-- WHAT THE TASK ASKS --
Transcribe the entries that follow, every word as written, and drop the pictures.

-- EXTRACTED MATERIAL --
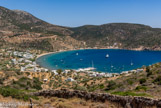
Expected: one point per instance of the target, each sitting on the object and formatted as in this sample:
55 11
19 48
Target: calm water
119 60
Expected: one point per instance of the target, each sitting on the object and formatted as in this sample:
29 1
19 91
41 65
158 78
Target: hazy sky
81 12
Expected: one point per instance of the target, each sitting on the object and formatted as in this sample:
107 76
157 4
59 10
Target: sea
103 60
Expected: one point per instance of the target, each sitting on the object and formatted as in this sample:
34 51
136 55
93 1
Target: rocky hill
122 35
17 25
17 20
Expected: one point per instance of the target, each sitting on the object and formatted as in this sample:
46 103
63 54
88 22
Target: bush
15 93
111 85
129 81
158 80
129 93
143 80
138 88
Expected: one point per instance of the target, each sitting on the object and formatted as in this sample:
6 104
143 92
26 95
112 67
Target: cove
118 60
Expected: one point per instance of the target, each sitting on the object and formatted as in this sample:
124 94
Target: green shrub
15 93
138 88
143 80
129 81
129 93
157 80
111 85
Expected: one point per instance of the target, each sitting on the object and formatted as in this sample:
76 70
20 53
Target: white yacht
107 55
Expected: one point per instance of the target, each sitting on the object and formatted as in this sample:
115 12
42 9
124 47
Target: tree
59 71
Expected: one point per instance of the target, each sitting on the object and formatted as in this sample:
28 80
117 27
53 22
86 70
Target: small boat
107 55
131 63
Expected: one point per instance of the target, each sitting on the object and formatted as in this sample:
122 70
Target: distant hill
21 20
17 24
123 35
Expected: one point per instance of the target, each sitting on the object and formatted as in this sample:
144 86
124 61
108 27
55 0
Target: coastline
47 53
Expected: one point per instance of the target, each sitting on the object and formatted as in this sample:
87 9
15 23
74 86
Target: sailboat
91 68
131 63
107 55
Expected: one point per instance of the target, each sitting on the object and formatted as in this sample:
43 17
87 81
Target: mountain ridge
111 35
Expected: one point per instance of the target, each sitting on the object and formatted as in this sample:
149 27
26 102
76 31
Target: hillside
23 29
122 35
16 20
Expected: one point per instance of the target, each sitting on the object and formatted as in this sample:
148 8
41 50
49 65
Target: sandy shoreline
135 49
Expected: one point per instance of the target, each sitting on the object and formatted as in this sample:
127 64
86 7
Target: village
26 62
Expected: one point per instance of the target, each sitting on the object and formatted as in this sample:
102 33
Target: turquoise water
118 60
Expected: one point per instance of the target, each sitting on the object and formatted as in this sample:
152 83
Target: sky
74 13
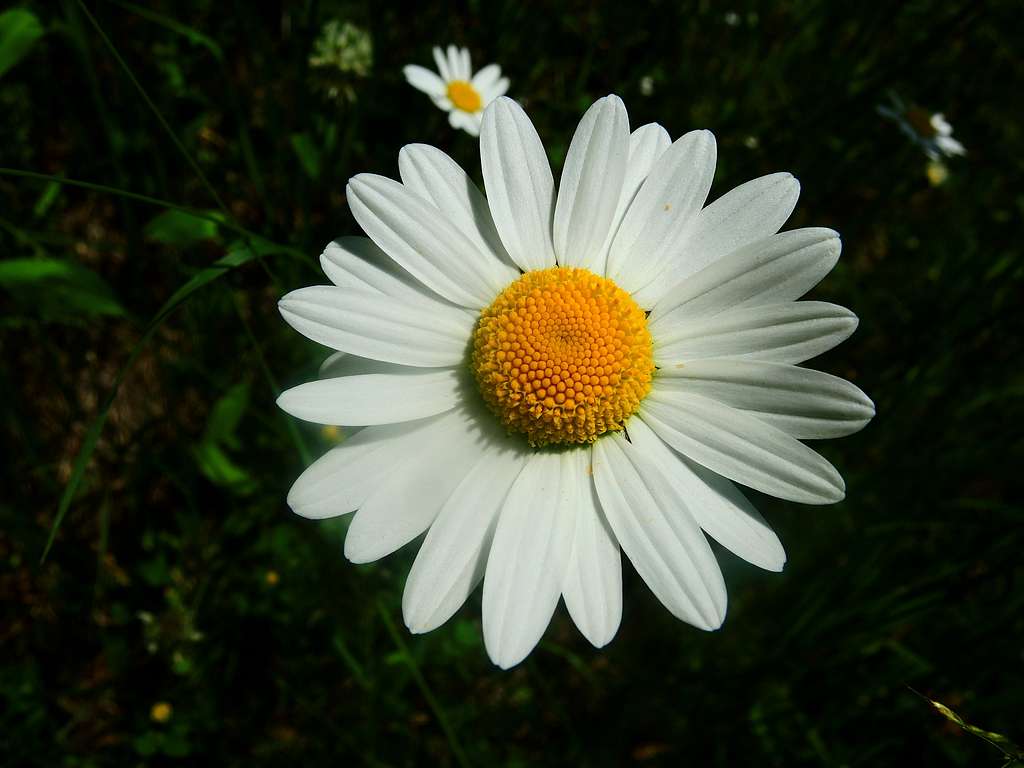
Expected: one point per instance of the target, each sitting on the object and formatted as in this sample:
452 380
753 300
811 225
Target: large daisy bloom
545 379
456 89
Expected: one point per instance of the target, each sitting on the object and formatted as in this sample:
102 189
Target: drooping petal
792 332
442 66
528 557
416 235
518 182
455 64
486 78
593 588
663 211
740 446
591 183
748 213
778 268
647 143
500 88
454 555
340 480
664 543
380 327
402 507
803 402
375 398
424 80
714 502
434 176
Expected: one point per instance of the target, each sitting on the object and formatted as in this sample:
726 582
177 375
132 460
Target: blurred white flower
634 348
345 47
944 136
458 91
931 131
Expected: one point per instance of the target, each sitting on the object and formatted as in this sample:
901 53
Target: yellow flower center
562 355
464 96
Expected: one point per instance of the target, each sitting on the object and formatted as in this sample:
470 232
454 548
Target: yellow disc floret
464 95
562 355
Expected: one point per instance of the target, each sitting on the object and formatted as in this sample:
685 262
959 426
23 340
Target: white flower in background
544 378
931 131
458 91
943 136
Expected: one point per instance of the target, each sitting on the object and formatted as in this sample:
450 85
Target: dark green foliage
178 576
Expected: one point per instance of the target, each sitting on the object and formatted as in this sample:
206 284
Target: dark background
177 574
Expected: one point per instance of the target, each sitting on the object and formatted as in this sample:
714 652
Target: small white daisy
458 91
943 136
546 378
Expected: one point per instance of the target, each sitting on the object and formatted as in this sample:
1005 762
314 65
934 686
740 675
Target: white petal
593 588
518 182
778 268
434 176
665 544
666 207
793 332
416 235
741 446
401 507
472 126
647 143
375 398
454 555
442 65
380 327
357 262
486 78
424 80
591 183
343 364
340 480
748 213
714 502
805 403
492 92
528 556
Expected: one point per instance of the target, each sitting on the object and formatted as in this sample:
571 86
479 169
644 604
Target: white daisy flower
458 91
545 378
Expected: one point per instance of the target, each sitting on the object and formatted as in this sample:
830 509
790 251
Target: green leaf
146 743
46 199
226 414
57 289
19 29
220 469
307 153
180 228
1003 743
223 264
210 452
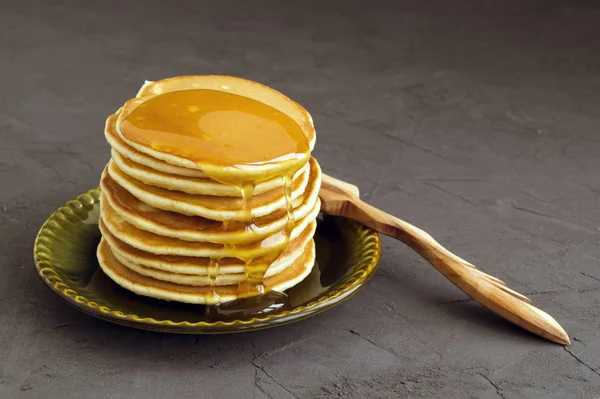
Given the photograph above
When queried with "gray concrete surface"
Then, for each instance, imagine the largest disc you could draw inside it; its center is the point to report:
(476, 120)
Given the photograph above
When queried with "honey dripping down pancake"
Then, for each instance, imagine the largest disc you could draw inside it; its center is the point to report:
(226, 137)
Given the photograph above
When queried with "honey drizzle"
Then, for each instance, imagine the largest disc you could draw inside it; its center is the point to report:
(213, 273)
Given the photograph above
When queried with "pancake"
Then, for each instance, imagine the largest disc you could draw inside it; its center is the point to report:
(129, 152)
(211, 193)
(229, 84)
(195, 228)
(225, 277)
(148, 286)
(210, 207)
(163, 245)
(190, 185)
(183, 264)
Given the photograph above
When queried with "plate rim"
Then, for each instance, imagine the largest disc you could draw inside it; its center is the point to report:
(88, 200)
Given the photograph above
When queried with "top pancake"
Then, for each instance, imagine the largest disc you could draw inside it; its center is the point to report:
(237, 86)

-- EXERCISE ANSWER --
Expected: one point per instance of the target, each sitting on the object and formatted as in this sample:
55 11
19 48
Target: calm water
119 60
Expected: one point per instance of the target, each sitting on the object and formatted as in this sample:
29 1
19 91
41 65
158 78
Target: hazy sky
81 12
Expected: one point per instance of the target, each sitting on the object and formatted as in this sample:
107 76
157 4
59 10
Target: sea
103 60
Expected: one point per instance of the target, each sitting on the object and formatted as in this sample:
34 51
136 55
93 1
Target: rocky hill
122 35
17 25
17 20
Expected: one point per instance of the target, each sitting on the object and formatted as in this sample:
46 103
63 54
88 22
Target: bush
15 93
111 85
129 81
158 80
129 93
143 80
138 88
Expected: one point per instance of the target, each sitting on the object and formatted as in this sample:
6 104
143 92
26 95
112 67
Target: cove
118 60
Expected: one point per instance of the target, each sitting on the object and formatted as in this sample:
124 94
Target: green shrub
15 93
138 88
143 80
129 81
129 93
157 80
111 85
Expected: one point per instance of the target, each sitting on the object and formatted as in this sample:
76 70
20 53
Target: white yacht
107 55
Expected: one point per instance of the target, each sitting on the object and formatted as in this sample:
115 12
42 9
124 47
Target: tree
59 71
Expected: one point per instance of the target, each sitting on the object and formatted as in this sample:
28 80
117 27
53 22
86 70
Target: small boat
107 55
131 63
Expected: one point per instance of the target, each sitting on the object and formatted as in this sample:
122 70
Target: distant hill
21 20
17 24
123 35
Expected: one point per instance of the target, each sitting on the object and formatted as in this sample:
144 86
124 61
108 27
55 0
Target: coastline
47 53
Expected: one point per instance of the target, each sitting on the object and formatted as in this sample:
87 9
15 23
74 86
Target: sailboat
91 68
131 63
107 55
Expected: one point per instance of the target, each sitting on the object and formatted as in this sample:
43 17
87 81
Target: mountain ridge
111 35
Expected: one point per instance of the target, each sitting on the object and formatted as in this sample:
149 27
26 102
76 31
Target: hillside
23 29
122 35
16 20
Expected: one point per instance of the target, each sitting on the object and formatted as in this sample:
148 8
41 50
49 65
Target: sandy shoreline
135 49
Expected: one point per instance of the target, each sitting on the object and formatted as in this sample:
127 64
86 7
Target: village
26 62
Expected: one point per instance of the target, each sitting on the object and formatted as in this sample:
102 33
Target: turquoise water
118 60
Expected: one point per instance of the target, each sitting on the object and formatted as in this sample:
152 83
Target: sky
74 13
Expected: one point per instance of the target, each sitting on the object and formatted as in this sample:
452 380
753 300
811 225
Target: large daisy bloom
545 379
456 89
Expected: one point per instance of the target, each sitting on the object and formatted as in this sample:
102 189
Target: drooping petal
792 332
442 66
528 557
416 235
518 182
455 64
486 78
593 588
663 211
740 446
591 183
748 213
778 268
647 143
500 88
454 555
340 480
664 543
380 327
402 507
803 402
375 398
424 80
714 502
434 176
Expected: one point per instance of the target, each sitting on the object and formatted as in this sample:
726 582
177 375
132 460
Target: blurred white flower
634 348
345 47
944 136
458 91
931 131
Expected: one point per instance of the target, each sitting on the object and formatted as in this sample:
901 53
Target: yellow flower center
562 355
464 96
Expected: one point per instance of the target, each sitting on the object and formatted as in this sample:
470 232
454 548
Target: yellow disc floret
464 95
562 355
Expected: one point per instance of the target, each sitting on the object and formatted as in this sample:
685 262
959 426
23 340
Target: white flower in background
544 378
931 131
458 91
943 136
Expected: one point per instance of the target, each sitting on the object and formatted as in this sample:
450 85
Target: dark green foliage
178 576
Expected: one point per instance of the target, each sitting on the object and formatted as in this sample:
206 284
Target: dark background
177 574
Expected: one point per instance of the target, each sitting on the object and formatted as in this sample:
714 652
Target: small white daisy
458 91
943 136
546 378
Expected: one point per instance of the target, each sitting on the object and formatted as in this sample:
1005 762
314 65
934 686
740 675
Target: white petal
593 588
518 182
778 268
434 176
665 544
666 207
793 332
416 235
741 446
401 507
472 126
647 143
375 398
454 555
442 65
380 327
357 262
486 78
424 80
591 183
343 364
340 480
748 213
714 502
805 403
492 92
528 556
Expected: one point per instance of the target, each sitting on the object and formatted as in this sample:
571 86
479 169
644 604
Target: white daisy flower
458 91
545 378
Expected: one point per instance of the target, each sitting on the object and formatted as in this sample:
830 509
790 251
Target: green leaf
146 743
46 199
226 414
57 289
19 29
220 469
307 153
180 228
1003 743
223 264
210 452
Given the photograph above
When queried with "gray concrete surface"
Then, for each instance, imagine the largest disc you could draw inside it; its center is the point to report:
(476, 120)
Given the photograph above
When queried with "honey dripping down pancake"
Then, for each instance, imagine the largest disc you could draw inside it; its center is the point to report:
(226, 137)
Given the photograph above
When queried with "honey drizzle"
Then, for each instance, imagine the largest disc you could draw inside it; its center is the point to report:
(213, 273)
Given the photograph above
When queried with "pancake"
Then, for each instance, imagine the largest disc you could draw inside it; its center is the point to report:
(129, 152)
(211, 193)
(229, 84)
(195, 228)
(225, 277)
(148, 286)
(210, 207)
(163, 245)
(190, 185)
(183, 264)
Given the photograph above
When queried with "plate rim"
Then, for each instance, imagine the largest disc you could draw inside it; its center is the point to report:
(88, 200)
Given the photograph above
When queried with "top pancake"
Then, for each instance, imagine the largest disc you could draw inside it; its center is the point to report:
(237, 86)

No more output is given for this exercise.